A horror


A survivor of one of the Magdalene laundries a Canadian home for single mothers in the 1970s left a comment in a Facebook group for such survivors yesterday. It froze my blood, and I asked the author if I could post it on my blog, with or without her name. She said yes just now, with no name (so I’m not linking, either).

I suppose this is one of those times when I should include a trigger warning. This is a horrible story.

In the home that I was in, me and another unwed mother (both of us were 8 months gone) were forced to deliver a dead deformed baby of another of the mothers there. This was done to punish all of us. The hospital had sent this poor girl back to the home to deliver the dead baby. The staff locked themselves in the office and refused to help. This poor girl should have been in hospital but as the hospital knew her baby was dead inside of her (it appears that it was Anencephaly), they didn’t care. She was 7 months gone. I sometimes still have nightmares about that. The office staff didn’t even come out when the ambulance arrived (not sure who called them but glad someone did).

1 Corinthians 13, anyone? Caritas?

Comments

  1. says

    Jesus wept. Then vomited. Having been schooled by old school nuns, I can never say I’m surprised. Disgusted and appalled beyond measure, yes.

  2. leni says

    That poor girl :/ I mean all of them (except those evil fucking nuns), but especially the mother.

    I wonder what happened to her.

  3. Blanche Quizno says

    By “gone”, they mean how far along they were in their pregnancies, yes?

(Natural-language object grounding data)
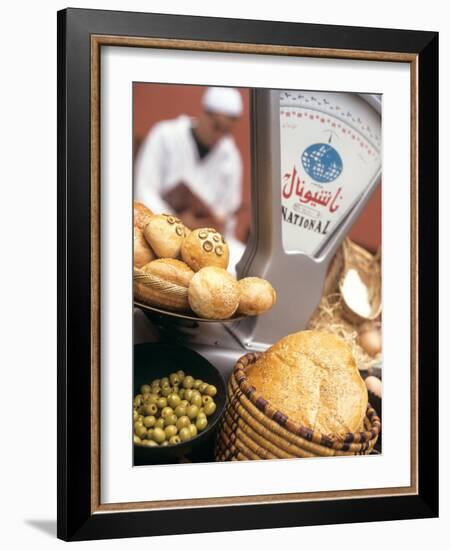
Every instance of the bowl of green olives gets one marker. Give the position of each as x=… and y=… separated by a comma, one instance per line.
x=178, y=399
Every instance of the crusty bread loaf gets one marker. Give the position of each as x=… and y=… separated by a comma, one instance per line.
x=141, y=214
x=205, y=247
x=171, y=270
x=312, y=377
x=141, y=249
x=213, y=293
x=165, y=234
x=256, y=296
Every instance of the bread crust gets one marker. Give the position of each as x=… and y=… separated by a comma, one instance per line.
x=256, y=296
x=205, y=247
x=213, y=293
x=165, y=234
x=312, y=377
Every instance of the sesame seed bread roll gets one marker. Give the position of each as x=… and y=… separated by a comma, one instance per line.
x=205, y=247
x=165, y=234
x=213, y=293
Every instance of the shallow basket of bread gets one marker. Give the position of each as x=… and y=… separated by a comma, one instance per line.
x=303, y=397
x=177, y=270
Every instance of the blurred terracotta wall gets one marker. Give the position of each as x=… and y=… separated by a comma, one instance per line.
x=155, y=102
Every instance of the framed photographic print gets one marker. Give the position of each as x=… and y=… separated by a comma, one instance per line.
x=247, y=255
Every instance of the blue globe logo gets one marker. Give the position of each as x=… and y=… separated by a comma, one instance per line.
x=322, y=162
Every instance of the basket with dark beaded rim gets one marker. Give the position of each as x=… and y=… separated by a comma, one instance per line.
x=252, y=429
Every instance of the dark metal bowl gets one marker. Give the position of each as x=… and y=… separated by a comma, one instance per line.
x=156, y=360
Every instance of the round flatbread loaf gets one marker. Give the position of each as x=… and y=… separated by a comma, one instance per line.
x=141, y=249
x=165, y=234
x=256, y=296
x=312, y=377
x=141, y=214
x=213, y=293
x=205, y=247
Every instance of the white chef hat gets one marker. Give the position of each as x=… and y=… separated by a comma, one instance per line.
x=227, y=101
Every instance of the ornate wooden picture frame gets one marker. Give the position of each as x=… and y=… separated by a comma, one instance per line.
x=81, y=36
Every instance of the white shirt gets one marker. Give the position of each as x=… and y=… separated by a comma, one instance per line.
x=169, y=156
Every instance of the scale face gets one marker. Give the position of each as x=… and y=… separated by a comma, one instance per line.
x=329, y=152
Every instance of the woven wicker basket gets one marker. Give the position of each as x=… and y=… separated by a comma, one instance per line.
x=368, y=267
x=154, y=291
x=251, y=429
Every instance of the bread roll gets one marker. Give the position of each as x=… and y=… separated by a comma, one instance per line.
x=142, y=250
x=256, y=296
x=213, y=293
x=163, y=283
x=171, y=270
x=165, y=234
x=205, y=247
x=312, y=377
x=141, y=214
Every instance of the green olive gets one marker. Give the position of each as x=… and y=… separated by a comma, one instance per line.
x=209, y=408
x=197, y=400
x=193, y=430
x=159, y=435
x=183, y=422
x=170, y=431
x=141, y=431
x=201, y=423
x=180, y=411
x=211, y=390
x=188, y=382
x=173, y=400
x=160, y=423
x=166, y=391
x=152, y=398
x=166, y=411
x=185, y=434
x=165, y=382
x=150, y=409
x=188, y=394
x=149, y=421
x=170, y=419
x=192, y=411
x=162, y=402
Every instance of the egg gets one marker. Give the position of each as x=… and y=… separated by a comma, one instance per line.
x=370, y=341
x=374, y=385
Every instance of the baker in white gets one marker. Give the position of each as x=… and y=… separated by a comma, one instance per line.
x=191, y=167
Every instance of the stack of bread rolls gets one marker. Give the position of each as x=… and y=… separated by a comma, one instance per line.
x=182, y=270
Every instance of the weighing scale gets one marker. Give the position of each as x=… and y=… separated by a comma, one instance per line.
x=316, y=160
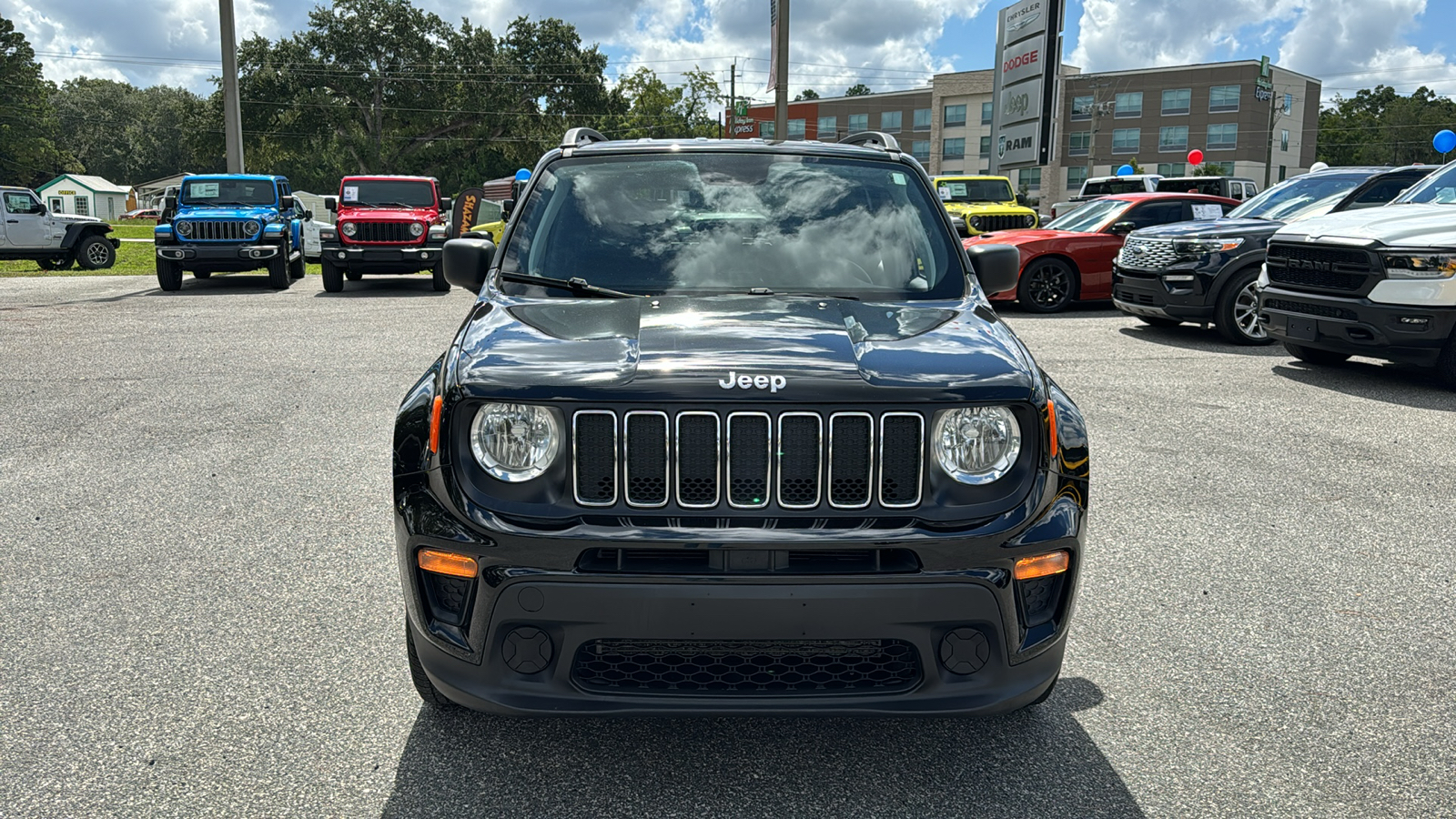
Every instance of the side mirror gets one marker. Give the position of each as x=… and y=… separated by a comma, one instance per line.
x=466, y=263
x=997, y=267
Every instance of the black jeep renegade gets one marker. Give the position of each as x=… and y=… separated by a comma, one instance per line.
x=733, y=429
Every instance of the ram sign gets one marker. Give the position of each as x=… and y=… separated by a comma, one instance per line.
x=1028, y=58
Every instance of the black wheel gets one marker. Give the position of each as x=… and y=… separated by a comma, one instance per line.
x=1315, y=356
x=1158, y=321
x=417, y=672
x=95, y=252
x=1046, y=286
x=169, y=274
x=1238, y=310
x=278, y=270
x=332, y=276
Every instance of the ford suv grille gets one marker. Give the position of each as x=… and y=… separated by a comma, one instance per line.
x=703, y=460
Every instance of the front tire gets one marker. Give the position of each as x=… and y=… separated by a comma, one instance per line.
x=1047, y=286
x=1315, y=356
x=1238, y=312
x=95, y=252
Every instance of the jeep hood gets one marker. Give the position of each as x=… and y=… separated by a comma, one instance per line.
x=1402, y=225
x=679, y=347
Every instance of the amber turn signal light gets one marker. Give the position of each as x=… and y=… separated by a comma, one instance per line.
x=1041, y=566
x=448, y=562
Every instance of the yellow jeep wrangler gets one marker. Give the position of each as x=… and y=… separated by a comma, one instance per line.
x=983, y=203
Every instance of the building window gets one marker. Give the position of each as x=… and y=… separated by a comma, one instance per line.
x=1177, y=101
x=1223, y=136
x=1223, y=98
x=1172, y=137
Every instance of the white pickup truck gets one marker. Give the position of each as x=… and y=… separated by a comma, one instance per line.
x=1098, y=187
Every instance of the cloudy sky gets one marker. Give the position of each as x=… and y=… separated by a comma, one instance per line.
x=1349, y=44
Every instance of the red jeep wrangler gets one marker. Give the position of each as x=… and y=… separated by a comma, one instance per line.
x=388, y=225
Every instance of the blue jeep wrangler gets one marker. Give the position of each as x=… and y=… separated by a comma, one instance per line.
x=230, y=223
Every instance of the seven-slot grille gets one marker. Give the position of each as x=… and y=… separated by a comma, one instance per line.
x=1149, y=254
x=382, y=232
x=217, y=230
x=703, y=460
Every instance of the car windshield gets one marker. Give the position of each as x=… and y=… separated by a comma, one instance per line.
x=1089, y=217
x=410, y=193
x=1302, y=197
x=203, y=193
x=737, y=223
x=975, y=189
x=1438, y=188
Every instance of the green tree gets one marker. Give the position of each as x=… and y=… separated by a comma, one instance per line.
x=28, y=126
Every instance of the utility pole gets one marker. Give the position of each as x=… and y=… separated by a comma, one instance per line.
x=781, y=69
x=232, y=109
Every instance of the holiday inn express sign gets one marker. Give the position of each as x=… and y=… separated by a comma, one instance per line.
x=1028, y=58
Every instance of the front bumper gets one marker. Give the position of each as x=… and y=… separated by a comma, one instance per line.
x=383, y=258
x=1356, y=325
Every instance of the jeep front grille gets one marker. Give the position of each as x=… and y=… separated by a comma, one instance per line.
x=795, y=460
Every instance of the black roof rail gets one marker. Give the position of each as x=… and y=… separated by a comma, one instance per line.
x=579, y=137
x=873, y=138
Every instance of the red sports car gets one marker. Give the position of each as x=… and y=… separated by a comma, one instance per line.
x=1072, y=257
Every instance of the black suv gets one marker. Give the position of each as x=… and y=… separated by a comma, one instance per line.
x=1206, y=271
x=734, y=429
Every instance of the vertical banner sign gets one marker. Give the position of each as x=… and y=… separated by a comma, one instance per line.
x=465, y=210
x=1024, y=95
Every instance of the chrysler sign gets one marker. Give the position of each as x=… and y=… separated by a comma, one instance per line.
x=1028, y=58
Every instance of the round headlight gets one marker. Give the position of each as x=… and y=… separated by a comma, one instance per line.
x=977, y=445
x=514, y=442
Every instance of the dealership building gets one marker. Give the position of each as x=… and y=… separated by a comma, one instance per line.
x=1241, y=116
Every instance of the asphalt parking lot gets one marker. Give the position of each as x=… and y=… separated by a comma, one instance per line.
x=201, y=612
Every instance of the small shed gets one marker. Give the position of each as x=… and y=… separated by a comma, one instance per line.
x=85, y=196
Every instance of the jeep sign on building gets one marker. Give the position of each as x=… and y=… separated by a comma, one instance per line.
x=1028, y=55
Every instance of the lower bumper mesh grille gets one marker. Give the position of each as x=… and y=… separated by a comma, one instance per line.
x=746, y=668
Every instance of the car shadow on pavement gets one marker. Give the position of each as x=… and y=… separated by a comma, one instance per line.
x=1034, y=763
x=1404, y=385
x=1194, y=337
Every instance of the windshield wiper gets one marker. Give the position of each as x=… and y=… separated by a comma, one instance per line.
x=574, y=285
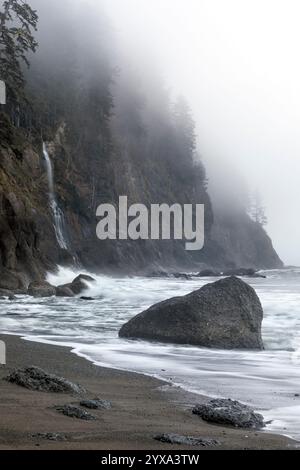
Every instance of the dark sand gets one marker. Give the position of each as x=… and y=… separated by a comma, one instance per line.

Required tasks:
[1] According to the blog post about the laundry survivor's account, where did the survivor originally leave her comment?
[2] Proceed with the blog post about the laundry survivor's account, starting after its last comment.

Your responses:
[1] She left it in a Facebook group for survivors of such homes.

[2]
  4. Cat says

    There seems to have been a mix-up about the place of the unwed mother’s home. This is my story but it happened in an unwed mother’s home in Canada in the 1970’s, not in Ireland in one of the Magdalene laundries.

    I am in the group for the Magdalene Survivors as I feel I share a lot in common with the terrible things that they did to mothers and babies there. That is probably why the person who posted this thought I was a Magdalene survivor.

    They did terrible things to mothers and babies in Canada too.

    In one of the schools for indigenous Canadians, run by the Catholic church, they actually had an electric chair for children. Although it did not kill them, it was a terrible torture inflicted on children as young as 6 years old.
    The Catholic church showed no mercy there either. Canada is not the nice place it pretends to be – they are just very good at covering up things and going into denial.

  5. says

    Ohhh – I’ll add a correction. Yes that’s why I thought you were talking about a Magdalene laundry, Cat – which was silly of me, since I too am in the group, not because I’m a survivor but because I want to know the history.